### [TASK BRIEF]
Rewrite the rows below with every occurrence of "brown vegetation" switched to "dry grass", leaving everything else unchanged.

─── RECORD EXCERPTS ───

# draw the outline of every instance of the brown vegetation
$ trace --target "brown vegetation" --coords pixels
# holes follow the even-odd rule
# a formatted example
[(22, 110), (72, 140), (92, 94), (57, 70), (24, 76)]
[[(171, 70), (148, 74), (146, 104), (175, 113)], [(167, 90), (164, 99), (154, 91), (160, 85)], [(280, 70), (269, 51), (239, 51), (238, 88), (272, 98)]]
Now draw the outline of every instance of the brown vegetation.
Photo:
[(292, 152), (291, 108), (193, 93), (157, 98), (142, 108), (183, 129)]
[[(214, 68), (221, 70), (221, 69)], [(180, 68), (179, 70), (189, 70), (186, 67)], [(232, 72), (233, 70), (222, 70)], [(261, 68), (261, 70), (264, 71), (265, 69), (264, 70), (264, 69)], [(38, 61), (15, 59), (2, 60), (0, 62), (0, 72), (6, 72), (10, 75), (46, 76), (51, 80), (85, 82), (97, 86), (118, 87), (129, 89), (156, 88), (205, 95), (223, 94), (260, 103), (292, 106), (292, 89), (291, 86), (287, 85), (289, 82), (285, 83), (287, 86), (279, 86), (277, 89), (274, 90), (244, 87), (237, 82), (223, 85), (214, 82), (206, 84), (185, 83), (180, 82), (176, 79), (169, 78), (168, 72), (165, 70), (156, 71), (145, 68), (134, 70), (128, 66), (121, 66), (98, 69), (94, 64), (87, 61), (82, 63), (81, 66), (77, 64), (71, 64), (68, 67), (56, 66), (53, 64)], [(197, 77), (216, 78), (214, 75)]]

───

### [SOLUTION]
# draw the outline of every instance of the dry grass
$ trace --target "dry grass" --coords pixels
# holes follow the even-odd rule
# a formatted example
[(22, 110), (72, 140), (92, 94), (57, 70), (24, 76)]
[[(171, 70), (148, 74), (146, 104), (175, 113)], [(167, 90), (164, 99), (154, 91), (160, 85)], [(280, 70), (269, 51), (239, 51), (238, 88), (272, 98)]]
Now draw the outline of every instance of the dry grass.
Photo:
[(292, 152), (291, 108), (193, 93), (157, 98), (142, 108), (183, 129)]
[[(214, 68), (221, 70), (221, 69)], [(180, 68), (179, 70), (189, 70), (186, 67)], [(232, 72), (233, 70), (222, 70)], [(261, 68), (261, 70), (264, 71), (265, 69), (264, 70), (264, 69)], [(38, 61), (15, 59), (2, 60), (0, 62), (0, 72), (6, 72), (10, 75), (46, 76), (51, 80), (85, 82), (97, 86), (118, 87), (129, 89), (156, 88), (205, 95), (223, 94), (260, 103), (292, 106), (292, 89), (291, 86), (287, 85), (289, 82), (285, 83), (287, 86), (279, 86), (277, 89), (274, 90), (244, 87), (237, 82), (223, 85), (214, 82), (206, 84), (185, 83), (180, 82), (176, 79), (169, 78), (168, 72), (165, 70), (156, 71), (145, 68), (134, 70), (128, 66), (121, 66), (98, 69), (94, 64), (87, 61), (82, 63), (81, 66), (77, 64), (71, 64), (68, 67), (56, 66), (53, 64)], [(197, 77), (216, 78), (214, 75)]]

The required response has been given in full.